What is needed. Search the records below for "26L174 33L190 64L187". Return that line and all remaining lines exactly.

Saved data entries
......
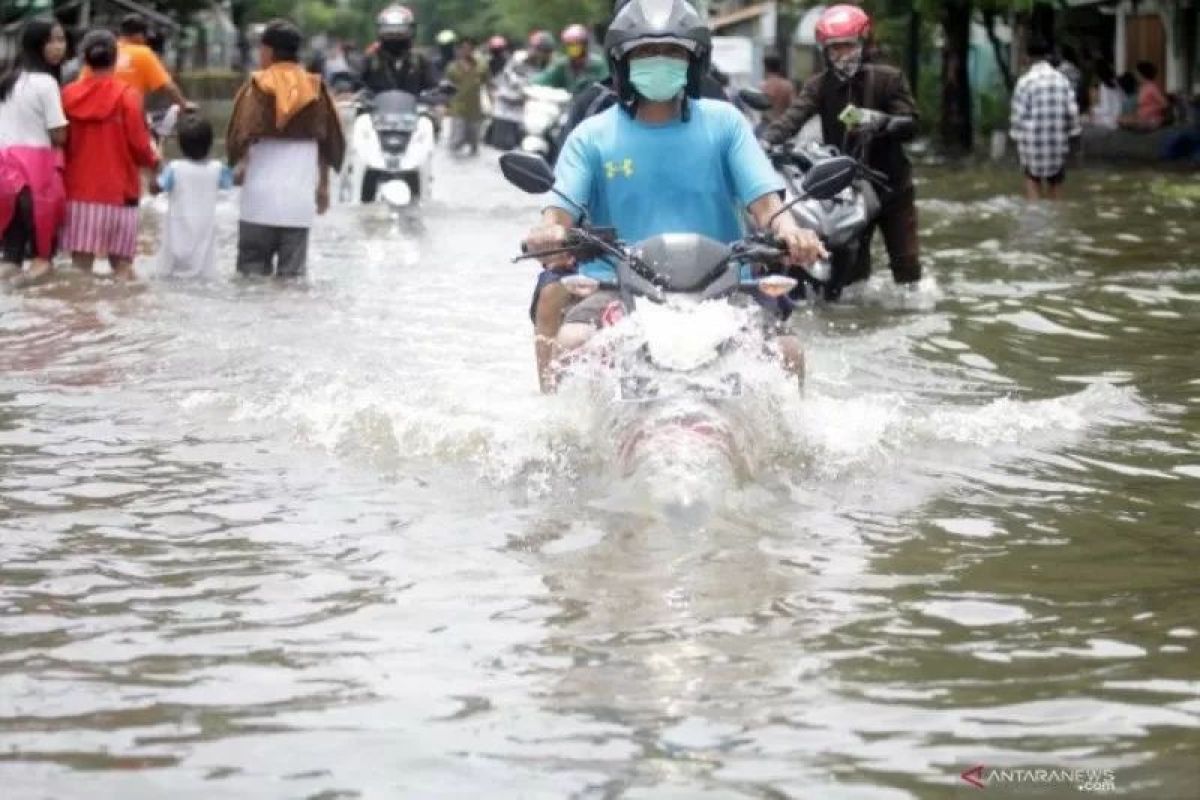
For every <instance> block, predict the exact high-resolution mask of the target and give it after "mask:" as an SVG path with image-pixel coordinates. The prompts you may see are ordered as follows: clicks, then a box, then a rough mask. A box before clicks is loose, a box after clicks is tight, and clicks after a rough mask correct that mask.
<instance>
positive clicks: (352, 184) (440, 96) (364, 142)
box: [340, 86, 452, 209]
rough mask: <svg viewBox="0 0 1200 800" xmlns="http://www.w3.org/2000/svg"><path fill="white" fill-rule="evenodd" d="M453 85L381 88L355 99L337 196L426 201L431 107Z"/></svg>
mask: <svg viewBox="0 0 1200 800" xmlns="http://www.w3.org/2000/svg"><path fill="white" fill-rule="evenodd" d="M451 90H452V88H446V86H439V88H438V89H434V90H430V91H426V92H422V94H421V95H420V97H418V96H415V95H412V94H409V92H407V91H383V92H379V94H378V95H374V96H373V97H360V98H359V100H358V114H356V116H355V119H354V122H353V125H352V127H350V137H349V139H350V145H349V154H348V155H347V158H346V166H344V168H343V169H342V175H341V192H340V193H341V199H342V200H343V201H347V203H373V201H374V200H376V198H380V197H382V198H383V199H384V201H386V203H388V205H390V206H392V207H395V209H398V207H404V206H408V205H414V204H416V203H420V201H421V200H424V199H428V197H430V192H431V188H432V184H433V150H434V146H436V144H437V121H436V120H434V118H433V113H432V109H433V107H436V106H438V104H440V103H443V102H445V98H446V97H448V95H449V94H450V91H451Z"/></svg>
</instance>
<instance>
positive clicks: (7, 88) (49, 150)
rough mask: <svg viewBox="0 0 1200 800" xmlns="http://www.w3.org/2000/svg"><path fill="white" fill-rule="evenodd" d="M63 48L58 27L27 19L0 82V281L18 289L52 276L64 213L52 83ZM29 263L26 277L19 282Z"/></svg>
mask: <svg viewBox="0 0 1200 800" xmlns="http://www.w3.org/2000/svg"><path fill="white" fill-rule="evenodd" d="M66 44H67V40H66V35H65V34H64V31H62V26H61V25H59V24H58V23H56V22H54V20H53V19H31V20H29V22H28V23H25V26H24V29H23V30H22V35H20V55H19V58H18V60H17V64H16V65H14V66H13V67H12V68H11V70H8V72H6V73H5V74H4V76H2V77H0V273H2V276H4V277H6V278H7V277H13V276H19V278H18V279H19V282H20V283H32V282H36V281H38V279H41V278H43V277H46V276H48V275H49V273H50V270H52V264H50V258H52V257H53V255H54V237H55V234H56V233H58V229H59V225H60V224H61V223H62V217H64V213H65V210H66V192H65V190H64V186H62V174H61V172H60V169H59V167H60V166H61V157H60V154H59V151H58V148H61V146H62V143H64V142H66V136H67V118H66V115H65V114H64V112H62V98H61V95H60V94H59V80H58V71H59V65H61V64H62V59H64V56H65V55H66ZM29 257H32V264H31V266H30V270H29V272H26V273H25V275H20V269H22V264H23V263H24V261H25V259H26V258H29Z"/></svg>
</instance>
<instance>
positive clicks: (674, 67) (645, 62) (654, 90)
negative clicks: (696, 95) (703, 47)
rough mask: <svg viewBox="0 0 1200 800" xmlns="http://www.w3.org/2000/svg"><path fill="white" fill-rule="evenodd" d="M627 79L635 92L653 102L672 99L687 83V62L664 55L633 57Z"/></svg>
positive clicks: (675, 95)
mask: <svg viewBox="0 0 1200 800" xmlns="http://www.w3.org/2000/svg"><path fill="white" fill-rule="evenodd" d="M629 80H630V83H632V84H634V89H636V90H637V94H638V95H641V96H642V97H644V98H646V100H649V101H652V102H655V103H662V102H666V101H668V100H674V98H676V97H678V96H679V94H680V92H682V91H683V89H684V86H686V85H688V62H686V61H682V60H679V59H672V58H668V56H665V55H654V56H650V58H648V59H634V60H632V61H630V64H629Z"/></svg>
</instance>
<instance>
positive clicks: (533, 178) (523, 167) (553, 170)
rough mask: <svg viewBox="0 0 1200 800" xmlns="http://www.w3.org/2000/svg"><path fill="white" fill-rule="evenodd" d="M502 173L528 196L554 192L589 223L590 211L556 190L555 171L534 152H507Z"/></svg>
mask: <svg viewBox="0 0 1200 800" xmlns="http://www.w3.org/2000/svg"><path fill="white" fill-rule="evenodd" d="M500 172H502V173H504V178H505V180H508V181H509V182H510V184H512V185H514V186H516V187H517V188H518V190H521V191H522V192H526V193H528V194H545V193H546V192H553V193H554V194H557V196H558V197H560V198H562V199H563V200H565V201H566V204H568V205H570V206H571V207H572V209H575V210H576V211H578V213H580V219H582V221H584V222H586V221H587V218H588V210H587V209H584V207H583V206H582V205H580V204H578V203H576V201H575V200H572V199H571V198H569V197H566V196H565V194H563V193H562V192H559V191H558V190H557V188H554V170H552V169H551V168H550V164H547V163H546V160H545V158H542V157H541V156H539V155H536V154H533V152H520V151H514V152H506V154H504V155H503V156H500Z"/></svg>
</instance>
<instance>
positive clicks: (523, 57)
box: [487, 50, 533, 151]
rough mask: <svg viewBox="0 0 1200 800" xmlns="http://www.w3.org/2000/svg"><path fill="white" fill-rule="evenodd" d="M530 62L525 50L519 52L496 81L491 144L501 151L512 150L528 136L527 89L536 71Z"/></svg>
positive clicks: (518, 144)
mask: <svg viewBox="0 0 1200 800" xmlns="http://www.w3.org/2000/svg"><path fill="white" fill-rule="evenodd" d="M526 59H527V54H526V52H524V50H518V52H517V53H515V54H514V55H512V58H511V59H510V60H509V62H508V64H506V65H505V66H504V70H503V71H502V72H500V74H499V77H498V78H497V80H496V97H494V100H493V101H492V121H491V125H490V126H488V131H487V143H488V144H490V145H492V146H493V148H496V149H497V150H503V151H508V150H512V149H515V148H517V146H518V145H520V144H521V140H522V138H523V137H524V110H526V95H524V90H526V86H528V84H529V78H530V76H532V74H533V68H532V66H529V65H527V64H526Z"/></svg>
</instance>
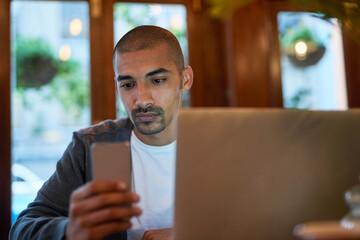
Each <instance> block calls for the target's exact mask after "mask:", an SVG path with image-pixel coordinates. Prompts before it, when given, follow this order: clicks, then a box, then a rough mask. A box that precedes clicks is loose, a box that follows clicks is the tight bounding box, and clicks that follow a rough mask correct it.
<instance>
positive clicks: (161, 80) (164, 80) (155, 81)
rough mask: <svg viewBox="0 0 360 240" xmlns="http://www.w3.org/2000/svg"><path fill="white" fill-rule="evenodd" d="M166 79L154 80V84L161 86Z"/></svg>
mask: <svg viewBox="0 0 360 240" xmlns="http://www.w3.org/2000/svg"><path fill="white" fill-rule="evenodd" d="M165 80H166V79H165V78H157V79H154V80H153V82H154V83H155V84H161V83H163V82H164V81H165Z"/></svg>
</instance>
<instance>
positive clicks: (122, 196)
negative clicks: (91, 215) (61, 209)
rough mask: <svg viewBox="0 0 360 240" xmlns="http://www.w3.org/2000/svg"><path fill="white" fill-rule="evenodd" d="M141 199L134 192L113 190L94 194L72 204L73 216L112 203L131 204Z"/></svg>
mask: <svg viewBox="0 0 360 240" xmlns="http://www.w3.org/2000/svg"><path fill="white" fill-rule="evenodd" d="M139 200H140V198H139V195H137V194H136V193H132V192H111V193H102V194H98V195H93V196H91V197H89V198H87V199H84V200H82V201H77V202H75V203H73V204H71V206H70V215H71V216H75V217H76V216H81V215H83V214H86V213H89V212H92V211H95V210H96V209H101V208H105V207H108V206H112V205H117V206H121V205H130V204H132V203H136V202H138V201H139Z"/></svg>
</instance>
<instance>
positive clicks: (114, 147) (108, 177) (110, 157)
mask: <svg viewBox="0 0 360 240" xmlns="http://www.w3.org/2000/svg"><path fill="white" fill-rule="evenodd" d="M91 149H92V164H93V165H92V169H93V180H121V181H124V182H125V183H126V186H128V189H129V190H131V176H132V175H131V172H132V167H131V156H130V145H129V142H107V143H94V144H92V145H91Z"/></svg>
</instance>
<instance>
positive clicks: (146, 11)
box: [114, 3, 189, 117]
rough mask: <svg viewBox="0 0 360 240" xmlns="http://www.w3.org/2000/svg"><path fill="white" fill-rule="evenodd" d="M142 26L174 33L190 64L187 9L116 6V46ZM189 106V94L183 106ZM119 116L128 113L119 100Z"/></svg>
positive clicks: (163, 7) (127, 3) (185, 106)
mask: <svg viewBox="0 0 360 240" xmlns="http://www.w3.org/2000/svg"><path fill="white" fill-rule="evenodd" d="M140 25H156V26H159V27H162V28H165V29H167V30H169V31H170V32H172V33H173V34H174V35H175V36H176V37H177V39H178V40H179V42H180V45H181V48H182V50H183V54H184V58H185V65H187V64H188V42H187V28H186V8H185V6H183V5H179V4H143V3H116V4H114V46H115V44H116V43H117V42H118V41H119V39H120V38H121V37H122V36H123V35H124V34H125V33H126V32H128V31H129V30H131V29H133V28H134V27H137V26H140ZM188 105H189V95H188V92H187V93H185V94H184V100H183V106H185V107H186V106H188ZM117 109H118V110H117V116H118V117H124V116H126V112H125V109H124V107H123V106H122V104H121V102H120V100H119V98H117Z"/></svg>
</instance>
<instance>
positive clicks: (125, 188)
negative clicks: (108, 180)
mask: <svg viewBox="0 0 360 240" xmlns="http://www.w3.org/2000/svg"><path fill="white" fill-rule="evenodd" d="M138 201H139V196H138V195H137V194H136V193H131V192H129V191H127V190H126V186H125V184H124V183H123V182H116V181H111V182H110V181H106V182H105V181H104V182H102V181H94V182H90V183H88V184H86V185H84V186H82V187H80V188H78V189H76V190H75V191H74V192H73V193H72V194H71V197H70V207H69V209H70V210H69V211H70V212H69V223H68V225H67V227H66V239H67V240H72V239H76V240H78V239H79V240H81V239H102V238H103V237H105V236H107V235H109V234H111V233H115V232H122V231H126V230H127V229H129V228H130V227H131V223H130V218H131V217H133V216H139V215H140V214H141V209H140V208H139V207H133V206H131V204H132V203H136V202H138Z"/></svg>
......
Problem solution.
rough mask: <svg viewBox="0 0 360 240" xmlns="http://www.w3.org/2000/svg"><path fill="white" fill-rule="evenodd" d="M142 26L174 33L190 64L187 9L116 6V46ZM189 106V94L183 106ZM119 116L128 113L119 100Z"/></svg>
positive clicks: (163, 7) (127, 3) (185, 106)
mask: <svg viewBox="0 0 360 240" xmlns="http://www.w3.org/2000/svg"><path fill="white" fill-rule="evenodd" d="M140 25H156V26H159V27H162V28H165V29H167V30H169V31H170V32H172V33H173V34H174V35H175V36H176V37H177V39H178V40H179V42H180V45H181V48H182V50H183V54H184V58H185V65H187V64H188V42H187V28H186V8H185V6H183V5H179V4H143V3H116V4H114V46H115V44H116V43H117V42H118V41H119V39H120V38H121V37H122V36H123V35H124V34H125V33H126V32H128V31H129V30H131V29H133V28H134V27H137V26H140ZM188 105H189V95H188V92H187V93H185V94H184V100H183V106H185V107H186V106H188ZM117 109H118V110H117V116H118V117H124V116H126V112H125V109H124V107H123V106H122V104H121V102H120V100H119V98H117Z"/></svg>
</instance>
<instance>
positive clicks: (125, 188)
negative clicks: (108, 180)
mask: <svg viewBox="0 0 360 240" xmlns="http://www.w3.org/2000/svg"><path fill="white" fill-rule="evenodd" d="M138 201H139V196H138V195H137V194H136V193H131V192H129V191H127V190H126V186H125V184H124V183H123V182H116V181H111V182H110V181H106V182H105V181H104V182H102V181H94V182H90V183H88V184H86V185H84V186H82V187H80V188H78V189H76V190H75V191H74V192H73V193H72V194H71V197H70V207H69V209H70V210H69V211H70V212H69V223H68V225H67V227H66V239H67V240H72V239H76V240H78V239H79V240H81V239H102V238H103V237H105V236H107V235H109V234H111V233H115V232H122V231H126V230H127V229H129V228H130V227H131V223H130V218H131V217H133V216H139V215H140V214H141V209H140V208H139V207H133V206H131V204H132V203H136V202H138Z"/></svg>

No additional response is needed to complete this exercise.